* _Supplied records_:
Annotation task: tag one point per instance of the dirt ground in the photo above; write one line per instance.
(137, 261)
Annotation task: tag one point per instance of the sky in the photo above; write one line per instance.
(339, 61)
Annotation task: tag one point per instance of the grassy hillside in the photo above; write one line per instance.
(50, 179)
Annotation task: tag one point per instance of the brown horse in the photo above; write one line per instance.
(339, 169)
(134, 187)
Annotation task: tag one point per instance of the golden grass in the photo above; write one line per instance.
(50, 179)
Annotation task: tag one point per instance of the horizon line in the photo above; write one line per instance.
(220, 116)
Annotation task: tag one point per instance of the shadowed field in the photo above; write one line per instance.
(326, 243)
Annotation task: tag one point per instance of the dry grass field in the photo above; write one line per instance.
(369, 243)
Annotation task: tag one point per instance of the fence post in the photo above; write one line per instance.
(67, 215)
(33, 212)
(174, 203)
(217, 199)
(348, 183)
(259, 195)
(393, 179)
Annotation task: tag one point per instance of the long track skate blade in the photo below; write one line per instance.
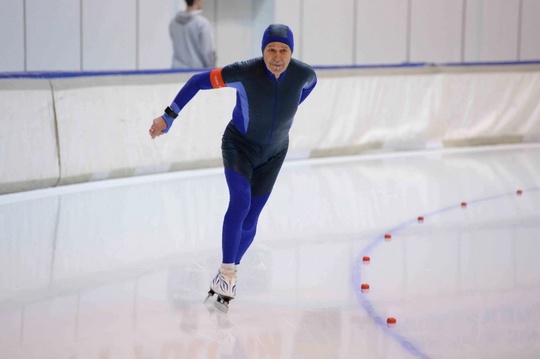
(221, 306)
(209, 296)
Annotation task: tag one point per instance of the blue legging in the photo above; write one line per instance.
(251, 171)
(240, 222)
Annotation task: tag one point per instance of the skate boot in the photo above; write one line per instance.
(224, 285)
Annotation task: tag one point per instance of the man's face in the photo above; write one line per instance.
(277, 56)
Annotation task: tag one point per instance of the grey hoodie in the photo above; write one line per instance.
(193, 41)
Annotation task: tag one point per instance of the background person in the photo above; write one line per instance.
(192, 38)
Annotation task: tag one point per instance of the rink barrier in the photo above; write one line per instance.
(66, 128)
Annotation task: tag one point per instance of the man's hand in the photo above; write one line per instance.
(158, 125)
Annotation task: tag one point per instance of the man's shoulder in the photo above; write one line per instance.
(246, 65)
(300, 65)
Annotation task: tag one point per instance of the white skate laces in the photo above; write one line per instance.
(224, 283)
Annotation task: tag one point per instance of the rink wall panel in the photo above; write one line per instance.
(28, 142)
(70, 130)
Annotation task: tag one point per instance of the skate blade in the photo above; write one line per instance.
(209, 296)
(222, 307)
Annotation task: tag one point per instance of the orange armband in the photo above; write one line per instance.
(216, 80)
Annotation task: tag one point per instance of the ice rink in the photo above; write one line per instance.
(120, 268)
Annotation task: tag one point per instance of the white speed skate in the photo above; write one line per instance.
(224, 285)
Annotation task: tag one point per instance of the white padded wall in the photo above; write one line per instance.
(11, 35)
(530, 28)
(381, 32)
(154, 43)
(435, 32)
(491, 30)
(233, 31)
(109, 35)
(53, 35)
(328, 32)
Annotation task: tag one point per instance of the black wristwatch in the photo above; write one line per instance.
(169, 111)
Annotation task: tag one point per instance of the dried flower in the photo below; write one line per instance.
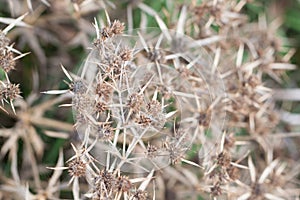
(7, 61)
(123, 184)
(76, 167)
(140, 195)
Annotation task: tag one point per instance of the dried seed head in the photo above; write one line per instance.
(105, 132)
(176, 151)
(125, 54)
(204, 118)
(12, 91)
(154, 107)
(143, 120)
(78, 87)
(233, 172)
(224, 159)
(107, 179)
(77, 167)
(104, 90)
(229, 141)
(7, 61)
(216, 190)
(117, 27)
(135, 101)
(156, 55)
(83, 103)
(4, 41)
(100, 107)
(123, 184)
(151, 151)
(140, 195)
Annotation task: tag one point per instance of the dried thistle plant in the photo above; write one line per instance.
(181, 111)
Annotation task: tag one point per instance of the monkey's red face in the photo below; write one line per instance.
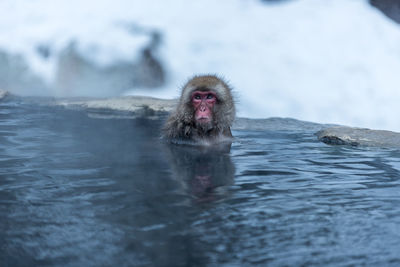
(203, 104)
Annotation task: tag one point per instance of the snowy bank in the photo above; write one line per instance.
(154, 108)
(323, 61)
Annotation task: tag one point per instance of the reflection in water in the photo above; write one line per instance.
(76, 191)
(201, 169)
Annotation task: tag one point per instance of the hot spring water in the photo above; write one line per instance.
(77, 191)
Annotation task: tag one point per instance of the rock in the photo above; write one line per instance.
(75, 74)
(78, 76)
(343, 135)
(276, 124)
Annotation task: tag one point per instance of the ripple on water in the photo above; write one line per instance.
(76, 191)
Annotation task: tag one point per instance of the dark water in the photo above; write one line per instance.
(76, 191)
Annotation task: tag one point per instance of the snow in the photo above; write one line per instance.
(328, 61)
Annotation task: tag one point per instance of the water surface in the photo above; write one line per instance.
(77, 191)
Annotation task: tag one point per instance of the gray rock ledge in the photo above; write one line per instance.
(343, 135)
(154, 108)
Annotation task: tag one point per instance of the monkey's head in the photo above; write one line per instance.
(205, 110)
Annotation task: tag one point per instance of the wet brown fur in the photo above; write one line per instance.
(180, 124)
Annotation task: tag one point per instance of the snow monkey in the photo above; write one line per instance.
(204, 114)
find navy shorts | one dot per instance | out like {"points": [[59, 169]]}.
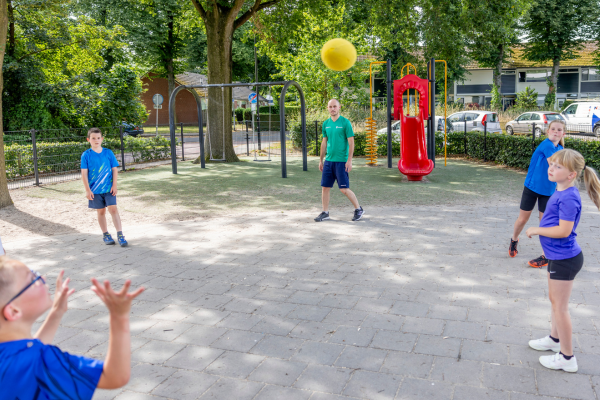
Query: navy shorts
{"points": [[565, 270], [529, 198], [335, 171], [102, 200]]}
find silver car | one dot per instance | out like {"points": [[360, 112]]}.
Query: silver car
{"points": [[524, 123], [473, 121]]}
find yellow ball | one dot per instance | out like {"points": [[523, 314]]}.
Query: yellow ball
{"points": [[338, 54]]}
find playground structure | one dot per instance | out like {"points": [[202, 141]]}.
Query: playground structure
{"points": [[285, 84]]}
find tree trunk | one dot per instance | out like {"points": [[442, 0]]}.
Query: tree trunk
{"points": [[219, 140], [5, 199]]}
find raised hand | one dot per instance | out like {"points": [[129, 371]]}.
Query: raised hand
{"points": [[118, 303]]}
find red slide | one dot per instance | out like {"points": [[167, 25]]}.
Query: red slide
{"points": [[414, 162]]}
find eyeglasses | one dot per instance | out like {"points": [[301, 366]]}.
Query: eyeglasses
{"points": [[37, 277]]}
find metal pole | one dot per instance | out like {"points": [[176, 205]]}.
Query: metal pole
{"points": [[122, 149], [182, 152], [389, 111], [484, 140], [35, 167]]}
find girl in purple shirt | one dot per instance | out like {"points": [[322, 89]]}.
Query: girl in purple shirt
{"points": [[565, 259]]}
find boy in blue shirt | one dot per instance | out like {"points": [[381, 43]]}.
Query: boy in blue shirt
{"points": [[538, 188], [99, 175], [30, 367]]}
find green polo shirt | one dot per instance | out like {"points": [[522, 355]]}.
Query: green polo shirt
{"points": [[337, 134]]}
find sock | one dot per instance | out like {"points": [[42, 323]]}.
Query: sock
{"points": [[566, 357]]}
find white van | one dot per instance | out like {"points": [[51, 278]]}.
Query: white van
{"points": [[579, 117]]}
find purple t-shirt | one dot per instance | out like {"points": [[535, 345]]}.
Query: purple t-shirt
{"points": [[565, 205]]}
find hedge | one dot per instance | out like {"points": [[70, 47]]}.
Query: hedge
{"points": [[66, 156], [510, 150]]}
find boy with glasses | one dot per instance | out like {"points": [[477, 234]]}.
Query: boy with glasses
{"points": [[30, 367]]}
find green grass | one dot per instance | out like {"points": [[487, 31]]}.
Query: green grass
{"points": [[252, 186]]}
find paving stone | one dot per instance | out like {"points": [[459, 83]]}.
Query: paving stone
{"points": [[323, 379], [353, 336], [194, 358], [423, 325], [372, 385], [383, 321], [410, 308], [361, 358], [390, 340], [185, 385], [461, 372], [234, 365], [313, 330], [227, 389], [504, 377], [564, 384], [438, 346], [277, 346], [238, 340], [485, 351], [278, 372], [310, 313], [201, 335], [318, 353], [465, 330], [417, 389], [476, 393], [271, 392], [409, 364]]}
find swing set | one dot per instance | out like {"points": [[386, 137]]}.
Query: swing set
{"points": [[282, 135]]}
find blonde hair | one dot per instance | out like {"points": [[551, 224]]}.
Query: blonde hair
{"points": [[574, 162], [564, 124]]}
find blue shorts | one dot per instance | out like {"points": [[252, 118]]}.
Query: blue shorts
{"points": [[102, 200], [335, 171]]}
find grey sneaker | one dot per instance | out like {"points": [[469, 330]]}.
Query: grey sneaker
{"points": [[358, 213], [322, 217]]}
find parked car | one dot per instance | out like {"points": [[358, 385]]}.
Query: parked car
{"points": [[524, 122], [131, 130], [474, 121], [580, 117]]}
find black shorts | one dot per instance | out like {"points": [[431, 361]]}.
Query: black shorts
{"points": [[529, 197], [565, 270]]}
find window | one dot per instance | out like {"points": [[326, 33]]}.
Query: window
{"points": [[524, 117], [590, 74], [571, 110], [537, 75], [457, 118]]}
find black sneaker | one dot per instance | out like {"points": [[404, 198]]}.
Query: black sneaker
{"points": [[358, 213], [539, 262], [512, 249], [322, 217]]}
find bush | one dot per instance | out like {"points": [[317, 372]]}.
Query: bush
{"points": [[62, 157]]}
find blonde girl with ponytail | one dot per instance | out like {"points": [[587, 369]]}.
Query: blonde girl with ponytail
{"points": [[565, 259]]}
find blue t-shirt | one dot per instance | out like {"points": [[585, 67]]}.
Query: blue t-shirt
{"points": [[565, 205], [32, 370], [99, 166], [537, 174]]}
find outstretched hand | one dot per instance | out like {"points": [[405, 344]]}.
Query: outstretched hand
{"points": [[61, 294], [118, 303]]}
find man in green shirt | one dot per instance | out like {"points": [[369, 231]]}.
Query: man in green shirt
{"points": [[337, 148]]}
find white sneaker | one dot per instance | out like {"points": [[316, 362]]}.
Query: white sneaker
{"points": [[558, 361], [545, 344]]}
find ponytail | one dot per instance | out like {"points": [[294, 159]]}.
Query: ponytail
{"points": [[592, 184]]}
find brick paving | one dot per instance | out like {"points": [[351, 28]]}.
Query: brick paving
{"points": [[410, 303]]}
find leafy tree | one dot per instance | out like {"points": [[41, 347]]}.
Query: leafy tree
{"points": [[494, 30], [556, 29]]}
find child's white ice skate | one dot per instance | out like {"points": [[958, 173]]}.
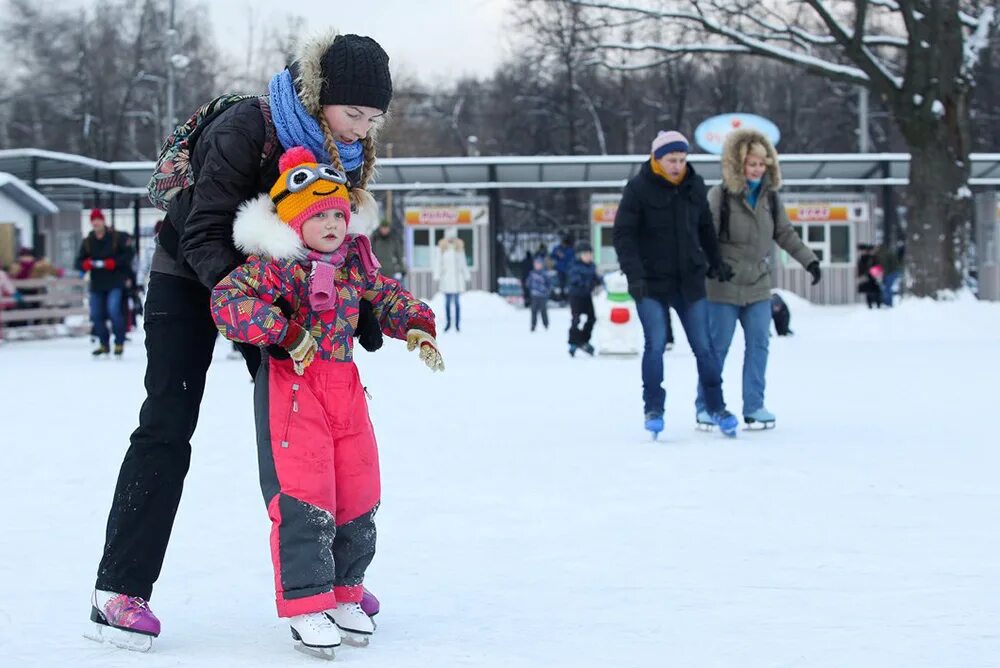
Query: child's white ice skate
{"points": [[315, 634], [352, 621]]}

* _What you should do_: Above are some records; extract exactly the lines from the one containing "Annotation task: tag one point per instance of the monkey's head" through the one containing "find green polo" and drop the pictures.

* _Response to this task_:
Annotation task: tag one point per instance of the monkey's head in the photo above; write one line per instance.
(205, 110)
Annotation task: tag one point per instance of the wet brown fur in the photo above; write one line per instance.
(180, 124)
Annotation task: tag one point per instance of the snow monkey in the photo above; write one line per instance.
(204, 114)
find navy shorts | one dot per instance | out like {"points": [[59, 169]]}.
Query: navy shorts
{"points": [[565, 270], [529, 198], [335, 171], [102, 200]]}
find silver car | one dot per instance | out like {"points": [[360, 112]]}.
Query: silver car
{"points": [[524, 123], [473, 121]]}
find yellow ball | one dot per instance | out like {"points": [[523, 314]]}.
Query: yellow ball
{"points": [[338, 54]]}
find playground structure | one dot per instance | out like {"points": [[202, 141]]}.
Query: playground structure
{"points": [[285, 84]]}
find tree trunk | one dot per instance | out like {"points": [[442, 0]]}.
Query: tree trunk
{"points": [[219, 140], [5, 199]]}
find raised hand | one dot per instance | out like {"points": [[129, 371]]}.
Query: raised hand
{"points": [[118, 303]]}
find red slide | one dot per instance | out like {"points": [[167, 25]]}.
Query: red slide
{"points": [[414, 162]]}
find eyeglasses | one dot per instance | out like {"points": [[301, 366]]}.
Query: eyeglasses
{"points": [[37, 277]]}
find metal pole | one dot per instance | out like {"points": [[176, 205]]}.
Query: metal pole
{"points": [[122, 149], [182, 152], [389, 111], [484, 140], [35, 167]]}
find girl in purple shirt | one dot per instance | out like {"points": [[322, 89]]}.
Query: girl in purple shirt
{"points": [[565, 259]]}
find boy in blue shirt | one dot per instance | out like {"points": [[381, 43]]}.
Query: boy in blue shirt
{"points": [[538, 188], [99, 175], [30, 367]]}
find green polo shirt | one dot per instance | out like {"points": [[522, 355]]}.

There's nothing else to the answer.